- [Stored data entries]
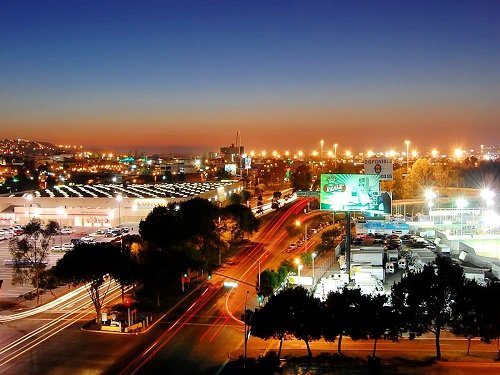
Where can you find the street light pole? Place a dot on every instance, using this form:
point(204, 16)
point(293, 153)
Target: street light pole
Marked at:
point(313, 256)
point(29, 197)
point(321, 151)
point(335, 154)
point(119, 198)
point(407, 157)
point(60, 212)
point(245, 331)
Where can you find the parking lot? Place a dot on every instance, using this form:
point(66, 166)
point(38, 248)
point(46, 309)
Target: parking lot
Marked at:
point(9, 292)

- [Prompt] Looking at the data, how many lines hold the string "Where"? Reply with the number alone.

- [Reply] 2